-- START Exercise inputs --
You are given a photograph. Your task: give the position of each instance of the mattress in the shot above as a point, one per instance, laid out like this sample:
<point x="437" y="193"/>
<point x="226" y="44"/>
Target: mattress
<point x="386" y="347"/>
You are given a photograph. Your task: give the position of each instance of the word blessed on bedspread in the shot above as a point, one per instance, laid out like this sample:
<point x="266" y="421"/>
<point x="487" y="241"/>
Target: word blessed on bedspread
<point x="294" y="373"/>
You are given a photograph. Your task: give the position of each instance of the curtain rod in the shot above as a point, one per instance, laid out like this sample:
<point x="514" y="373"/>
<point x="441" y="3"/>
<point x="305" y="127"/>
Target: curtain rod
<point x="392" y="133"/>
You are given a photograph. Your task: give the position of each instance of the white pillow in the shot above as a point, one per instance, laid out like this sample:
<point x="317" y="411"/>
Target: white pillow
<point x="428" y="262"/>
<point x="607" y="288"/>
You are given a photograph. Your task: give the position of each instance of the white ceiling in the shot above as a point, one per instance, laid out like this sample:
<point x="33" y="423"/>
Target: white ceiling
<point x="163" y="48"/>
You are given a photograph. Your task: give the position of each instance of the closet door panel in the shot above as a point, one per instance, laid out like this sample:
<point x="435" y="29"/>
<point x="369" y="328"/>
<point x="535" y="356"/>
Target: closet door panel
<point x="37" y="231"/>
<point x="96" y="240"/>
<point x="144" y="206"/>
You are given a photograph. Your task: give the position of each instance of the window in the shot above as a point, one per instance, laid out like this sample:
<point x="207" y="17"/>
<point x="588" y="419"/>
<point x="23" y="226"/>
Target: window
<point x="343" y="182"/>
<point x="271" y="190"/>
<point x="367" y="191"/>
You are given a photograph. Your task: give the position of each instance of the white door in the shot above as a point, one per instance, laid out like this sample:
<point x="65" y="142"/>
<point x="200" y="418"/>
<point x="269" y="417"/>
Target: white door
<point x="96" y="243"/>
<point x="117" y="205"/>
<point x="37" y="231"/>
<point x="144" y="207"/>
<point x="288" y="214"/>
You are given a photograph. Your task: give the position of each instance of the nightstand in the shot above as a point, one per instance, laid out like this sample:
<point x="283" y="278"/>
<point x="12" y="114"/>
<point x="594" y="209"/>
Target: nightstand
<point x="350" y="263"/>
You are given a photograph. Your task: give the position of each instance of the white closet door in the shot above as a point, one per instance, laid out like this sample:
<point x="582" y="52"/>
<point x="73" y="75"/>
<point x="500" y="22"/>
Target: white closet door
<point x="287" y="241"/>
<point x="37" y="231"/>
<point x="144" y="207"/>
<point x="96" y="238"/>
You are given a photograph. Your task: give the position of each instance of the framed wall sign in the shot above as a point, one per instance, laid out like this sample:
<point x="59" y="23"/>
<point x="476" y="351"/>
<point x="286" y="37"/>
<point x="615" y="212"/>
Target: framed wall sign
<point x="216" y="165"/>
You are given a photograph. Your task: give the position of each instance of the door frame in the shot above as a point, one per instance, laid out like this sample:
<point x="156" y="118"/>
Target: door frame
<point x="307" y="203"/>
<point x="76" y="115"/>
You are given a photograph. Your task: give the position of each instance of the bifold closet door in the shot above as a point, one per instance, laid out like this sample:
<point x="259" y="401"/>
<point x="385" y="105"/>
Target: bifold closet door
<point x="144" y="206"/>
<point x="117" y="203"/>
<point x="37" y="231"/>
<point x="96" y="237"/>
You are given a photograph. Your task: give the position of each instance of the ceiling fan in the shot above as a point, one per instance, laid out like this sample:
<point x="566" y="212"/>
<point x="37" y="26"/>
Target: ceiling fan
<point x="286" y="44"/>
-- END Exercise inputs --
■ **Objective**:
Rewrite the records from the line containing "of the ceiling" through the end of the records, keeping every line, the requests included, and shifting each coordinate in the answers by adding 51. Leave the requests and their format samples unchanged.

■ **Final result**:
You are given a photograph. Your task: give the position of each instance of the ceiling fan in the shot above as a point, one per instance, laid out like this sample:
<point x="566" y="212"/>
<point x="37" y="26"/>
Target: ceiling fan
<point x="337" y="95"/>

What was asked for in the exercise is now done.